● **PASSAGE**
>> BEGIN
### Multi-armed Bandits

Choose from K different actions repeatedly and receive a numerical reward chosen from a stationary probability distribution conditional on the selected action each time independent of the previous action(s). 

In the K-armed Bandit problem, each action $a$ has an expected reward $q_*(a)$. This is called the value of that action.

$  q_*(a) \doteq \mathbb E[R_t | A_t=a] $

Knowing the value of each action would enable us to solve the problem by simply selecting the highest-valued action always. However, it is likely we will have only estimates of the action values at any time, $Q_t(a)$. 
The objective is to get $Q_t(a)$ as close to $q_t(a)$ as possible.
>> END
● **RECORDED DATA**
>> BEGIN
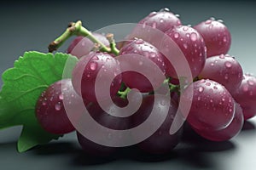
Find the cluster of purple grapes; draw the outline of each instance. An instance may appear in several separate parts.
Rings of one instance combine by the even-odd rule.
>> END
● **TASK TO COMPLETE**
In the passage on multi-armed bandits, what name is given to the expected reward of an action?

● **SOLUTION FOR THIS PROBLEM**
It is called the value of that action.